[Coordinate labeling data]
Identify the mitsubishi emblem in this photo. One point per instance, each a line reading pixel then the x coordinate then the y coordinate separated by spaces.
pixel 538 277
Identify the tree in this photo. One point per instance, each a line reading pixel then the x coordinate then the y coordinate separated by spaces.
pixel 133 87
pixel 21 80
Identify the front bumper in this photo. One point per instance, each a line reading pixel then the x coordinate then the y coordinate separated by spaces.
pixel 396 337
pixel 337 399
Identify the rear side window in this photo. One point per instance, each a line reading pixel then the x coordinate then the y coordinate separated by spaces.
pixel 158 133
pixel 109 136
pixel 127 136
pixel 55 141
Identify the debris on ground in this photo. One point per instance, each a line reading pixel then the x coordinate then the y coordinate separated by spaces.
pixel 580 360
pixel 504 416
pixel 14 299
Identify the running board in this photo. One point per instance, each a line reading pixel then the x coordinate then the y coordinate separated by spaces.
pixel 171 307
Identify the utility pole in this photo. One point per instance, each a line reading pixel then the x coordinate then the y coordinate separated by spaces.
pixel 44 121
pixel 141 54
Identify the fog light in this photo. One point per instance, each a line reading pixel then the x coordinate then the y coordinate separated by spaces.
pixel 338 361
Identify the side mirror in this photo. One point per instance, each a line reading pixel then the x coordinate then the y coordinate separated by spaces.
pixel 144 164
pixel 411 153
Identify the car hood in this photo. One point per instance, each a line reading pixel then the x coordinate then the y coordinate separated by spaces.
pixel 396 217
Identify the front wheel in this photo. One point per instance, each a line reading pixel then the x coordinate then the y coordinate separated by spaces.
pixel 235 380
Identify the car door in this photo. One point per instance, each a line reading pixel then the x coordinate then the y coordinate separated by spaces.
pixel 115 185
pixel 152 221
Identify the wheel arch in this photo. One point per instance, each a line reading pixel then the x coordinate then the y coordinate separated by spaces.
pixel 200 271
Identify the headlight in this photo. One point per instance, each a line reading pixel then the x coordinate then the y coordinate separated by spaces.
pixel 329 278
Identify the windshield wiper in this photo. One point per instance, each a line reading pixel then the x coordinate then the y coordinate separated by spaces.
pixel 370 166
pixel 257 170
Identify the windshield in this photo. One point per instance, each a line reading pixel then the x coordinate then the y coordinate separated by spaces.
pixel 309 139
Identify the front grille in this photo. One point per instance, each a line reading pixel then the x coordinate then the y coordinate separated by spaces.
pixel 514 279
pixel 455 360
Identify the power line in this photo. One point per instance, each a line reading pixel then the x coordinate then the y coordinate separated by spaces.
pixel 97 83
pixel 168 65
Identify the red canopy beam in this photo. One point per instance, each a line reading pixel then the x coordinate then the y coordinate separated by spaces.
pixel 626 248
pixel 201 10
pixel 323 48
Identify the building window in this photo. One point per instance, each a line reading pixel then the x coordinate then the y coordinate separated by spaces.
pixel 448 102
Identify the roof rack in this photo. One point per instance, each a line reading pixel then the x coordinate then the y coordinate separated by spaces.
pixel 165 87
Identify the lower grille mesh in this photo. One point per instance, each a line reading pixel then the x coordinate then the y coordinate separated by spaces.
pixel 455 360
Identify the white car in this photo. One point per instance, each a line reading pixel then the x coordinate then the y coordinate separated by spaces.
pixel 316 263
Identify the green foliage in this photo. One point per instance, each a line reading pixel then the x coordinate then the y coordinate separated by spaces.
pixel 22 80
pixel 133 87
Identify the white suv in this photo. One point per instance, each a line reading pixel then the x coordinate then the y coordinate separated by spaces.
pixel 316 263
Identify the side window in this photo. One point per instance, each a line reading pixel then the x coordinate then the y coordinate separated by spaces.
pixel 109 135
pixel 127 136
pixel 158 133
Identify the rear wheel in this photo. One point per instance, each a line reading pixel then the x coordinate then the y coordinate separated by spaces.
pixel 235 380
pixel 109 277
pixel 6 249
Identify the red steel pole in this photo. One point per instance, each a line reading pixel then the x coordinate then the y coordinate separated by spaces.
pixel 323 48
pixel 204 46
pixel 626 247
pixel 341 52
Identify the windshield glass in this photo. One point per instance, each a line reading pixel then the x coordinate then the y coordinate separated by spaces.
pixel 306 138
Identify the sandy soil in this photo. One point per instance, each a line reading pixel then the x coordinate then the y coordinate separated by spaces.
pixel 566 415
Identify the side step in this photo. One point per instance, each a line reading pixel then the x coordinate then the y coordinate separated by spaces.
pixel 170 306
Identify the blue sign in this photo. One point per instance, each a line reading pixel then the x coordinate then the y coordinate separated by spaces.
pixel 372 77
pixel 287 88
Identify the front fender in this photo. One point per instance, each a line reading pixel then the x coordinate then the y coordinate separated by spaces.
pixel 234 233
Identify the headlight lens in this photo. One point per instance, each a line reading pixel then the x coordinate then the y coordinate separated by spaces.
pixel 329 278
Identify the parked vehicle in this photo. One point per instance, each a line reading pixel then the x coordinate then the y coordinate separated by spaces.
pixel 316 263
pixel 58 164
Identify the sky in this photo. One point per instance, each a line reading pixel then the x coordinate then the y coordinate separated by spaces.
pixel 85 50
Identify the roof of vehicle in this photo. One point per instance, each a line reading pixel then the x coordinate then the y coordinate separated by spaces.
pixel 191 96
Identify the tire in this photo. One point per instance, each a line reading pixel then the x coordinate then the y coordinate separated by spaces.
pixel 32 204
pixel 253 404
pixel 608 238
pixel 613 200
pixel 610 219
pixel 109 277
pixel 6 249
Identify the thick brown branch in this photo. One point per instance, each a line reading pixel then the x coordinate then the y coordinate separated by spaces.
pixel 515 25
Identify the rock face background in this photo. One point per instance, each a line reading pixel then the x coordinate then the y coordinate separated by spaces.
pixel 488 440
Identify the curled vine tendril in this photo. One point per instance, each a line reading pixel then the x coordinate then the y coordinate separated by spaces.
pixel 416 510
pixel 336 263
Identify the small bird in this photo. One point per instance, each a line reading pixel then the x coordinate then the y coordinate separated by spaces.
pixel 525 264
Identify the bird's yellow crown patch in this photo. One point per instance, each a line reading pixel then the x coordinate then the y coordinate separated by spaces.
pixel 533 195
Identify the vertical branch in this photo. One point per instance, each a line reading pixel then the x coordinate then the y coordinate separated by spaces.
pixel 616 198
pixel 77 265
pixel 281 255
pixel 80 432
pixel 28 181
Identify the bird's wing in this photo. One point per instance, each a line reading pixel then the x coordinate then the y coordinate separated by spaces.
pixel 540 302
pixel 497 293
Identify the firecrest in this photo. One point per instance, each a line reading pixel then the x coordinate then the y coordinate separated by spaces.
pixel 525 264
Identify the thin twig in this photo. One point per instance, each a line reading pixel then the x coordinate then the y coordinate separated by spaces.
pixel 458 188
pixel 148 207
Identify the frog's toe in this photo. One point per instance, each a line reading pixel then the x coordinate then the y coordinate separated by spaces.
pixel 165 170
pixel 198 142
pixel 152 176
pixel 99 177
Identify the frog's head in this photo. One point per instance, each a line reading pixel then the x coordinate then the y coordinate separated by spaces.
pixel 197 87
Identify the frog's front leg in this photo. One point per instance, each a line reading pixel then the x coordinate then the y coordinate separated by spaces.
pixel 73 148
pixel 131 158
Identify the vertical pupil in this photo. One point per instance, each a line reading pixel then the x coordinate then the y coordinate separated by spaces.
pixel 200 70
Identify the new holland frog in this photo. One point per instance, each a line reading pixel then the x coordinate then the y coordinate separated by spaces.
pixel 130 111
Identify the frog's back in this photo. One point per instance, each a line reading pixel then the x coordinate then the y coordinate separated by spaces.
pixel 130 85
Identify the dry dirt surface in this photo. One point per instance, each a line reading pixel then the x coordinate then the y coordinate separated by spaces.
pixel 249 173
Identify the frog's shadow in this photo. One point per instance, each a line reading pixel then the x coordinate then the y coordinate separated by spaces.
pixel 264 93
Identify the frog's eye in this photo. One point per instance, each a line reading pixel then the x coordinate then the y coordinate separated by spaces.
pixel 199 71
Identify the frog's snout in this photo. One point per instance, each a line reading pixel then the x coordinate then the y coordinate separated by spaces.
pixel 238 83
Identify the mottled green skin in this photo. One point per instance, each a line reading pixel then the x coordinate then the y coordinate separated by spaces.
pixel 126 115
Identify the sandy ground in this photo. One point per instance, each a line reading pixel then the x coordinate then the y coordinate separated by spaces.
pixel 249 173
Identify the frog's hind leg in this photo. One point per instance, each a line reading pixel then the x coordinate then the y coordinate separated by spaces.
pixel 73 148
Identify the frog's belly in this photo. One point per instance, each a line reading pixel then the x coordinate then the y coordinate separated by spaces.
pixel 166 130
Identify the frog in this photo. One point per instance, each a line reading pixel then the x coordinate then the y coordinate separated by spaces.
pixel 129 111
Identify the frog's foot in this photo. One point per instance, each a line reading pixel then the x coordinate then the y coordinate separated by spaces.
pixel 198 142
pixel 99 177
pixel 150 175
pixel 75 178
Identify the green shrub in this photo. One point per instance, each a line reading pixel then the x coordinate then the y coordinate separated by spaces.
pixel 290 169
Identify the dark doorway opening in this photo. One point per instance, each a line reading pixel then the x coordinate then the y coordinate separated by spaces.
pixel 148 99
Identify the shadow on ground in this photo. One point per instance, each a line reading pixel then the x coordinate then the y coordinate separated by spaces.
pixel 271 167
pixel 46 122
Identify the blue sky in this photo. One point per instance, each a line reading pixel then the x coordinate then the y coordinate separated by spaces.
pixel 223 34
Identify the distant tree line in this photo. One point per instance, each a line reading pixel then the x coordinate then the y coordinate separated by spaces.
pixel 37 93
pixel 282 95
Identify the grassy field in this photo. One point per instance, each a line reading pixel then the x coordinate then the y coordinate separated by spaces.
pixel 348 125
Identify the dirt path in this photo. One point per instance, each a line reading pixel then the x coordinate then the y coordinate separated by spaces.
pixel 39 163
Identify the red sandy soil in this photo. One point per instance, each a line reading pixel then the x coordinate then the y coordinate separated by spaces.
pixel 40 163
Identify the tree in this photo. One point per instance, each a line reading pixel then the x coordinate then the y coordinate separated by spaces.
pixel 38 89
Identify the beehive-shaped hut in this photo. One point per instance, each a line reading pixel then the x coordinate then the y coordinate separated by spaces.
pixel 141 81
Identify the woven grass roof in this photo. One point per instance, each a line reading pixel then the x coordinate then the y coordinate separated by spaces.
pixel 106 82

=== AIM OF THE EXERCISE ===
Revise the material from the line containing "Identify the parked" down to the line containing "pixel 85 50", replacing "parked vehicle" with "stationary vehicle" and leaving all else unchanged. Give only those lines.

=== EXERCISE RESULT ===
Identify the stationary vehicle in this photo. One point per instance, each a line reading pixel then the x coordinate then the y coordinate separated by spaces.
pixel 316 263
pixel 58 164
Identify the sky in this photo. One point per instance, each a line reading pixel then the x coordinate then the y coordinate separated by spaces.
pixel 85 50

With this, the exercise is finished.